▶ _READING PASSAGE_:
******

Skip to main content
Glama

whisper-telegram-mcp

Transcribe and speak — two-way voice for Claude via Telegram

CI PyPI Downloads Python License: MIT MCP Ko-fi

Demo: send a voice note, get a voice reply

An MCP server that gives Claude two-way voice capabilities via Telegram: transcribe incoming voice messages with Whisper, and reply with synthesized speech. Works with Claude Desktop, Claude Code, and any MCP-compatible client.

What It Does

  • Transcribe local audio files -- OGG, WAV, MP3, FLAC, and more

  • Transcribe Telegram voice messages -- pass a file_id, get text back

  • Speak text as voice notes -- synthesise speech and send back as OGG (plays as a voice note in Telegram)

  • Two transcription backends -- local faster-whisper (free, private) or OpenAI Whisper API (cloud)

  • Auto mode -- tries local first, falls back to OpenAI if it fails

  • Language detection -- automatic or specify an ISO-639-1 code

  • Word-level timestamps -- optional fine-grained timing

Prerequisites

Feature

Requirement

Transcription (local)

None — faster-whisper bundled via [local] extras

Transcription (cloud)

OPENAI_API_KEY env var

Voice replies — Kokoro (best quality)

Docker — run docker run -p 8880:8880 ghcr.io/remsky/kokoro-fastapi-cpu:latest

Voice replies — OpenAI TTS (fallback)

OPENAI_API_KEY env var

Voice replies — macOS say (last resort)

Mac only, no setup

Kokoro requires Docker. If Docker isn't running, voice replies fall back to OpenAI TTS or macOS say automatically.

******

Entries listed in a dataset:
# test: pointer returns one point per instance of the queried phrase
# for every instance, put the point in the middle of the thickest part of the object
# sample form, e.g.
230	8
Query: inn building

******

▶ _WORK REQUEST 1_: List the seven capabilities named under "What It Does" on the whisper-telegram-mcp page.
▶ _WORK REQUEST 2_: Carry on the whisper-telegram-mcp page from the point where it stops.

▶ _RESPONSE AREA 1_:
Transcribe local audio files
Transcribe Telegram voice messages
Speak text as voice notes
Two transcription backends
Auto mode
Language detection
Word-level timestamps

▶ _RESPONSE AREA 2_:
Quick Start

Set up in 30 seconds with Claude Code

The fastest way to get started — just tell Claude Code to set it up for you:

  1. Add to your .mcp.json (Claude Code) or claude_desktop_config.json (Claude Desktop):

{
  "mcpServers": {
    "whisper-telegram-mcp": {
      "command": "uvx",
      "args": ["whisper-telegram-mcp"],
      "env": {
        "TELEGRAM_BOT_TOKEN": "your-bot-token-here"
      }
    }
  }
}
  1. Restart Claude and say: "Set up my Telegram bot for voice transcription" — Claude will walk you through creating the bot with BotFather and configuring everything.

One command with uvx

uvx whisper-telegram-mcp

No installation needed -- uvx handles everything.

Or install with pip

pip install "whisper-telegram-mcp[all]"
whisper-telegram-mcp

Telegram Bot Setup

  1. Open Telegram and message @BotFather

  2. Send /newbot and follow the prompts to create a bot

  3. Copy the token (looks like 1234567890:ABCdef...)

  4. Add TELEGRAM_BOT_TOKEN to your MCP config env (see below)

  5. Message your bot to start — it'll only respond to approved users

The Claude Telegram plugin handles access control. See its docs for pairing/allowlist setup.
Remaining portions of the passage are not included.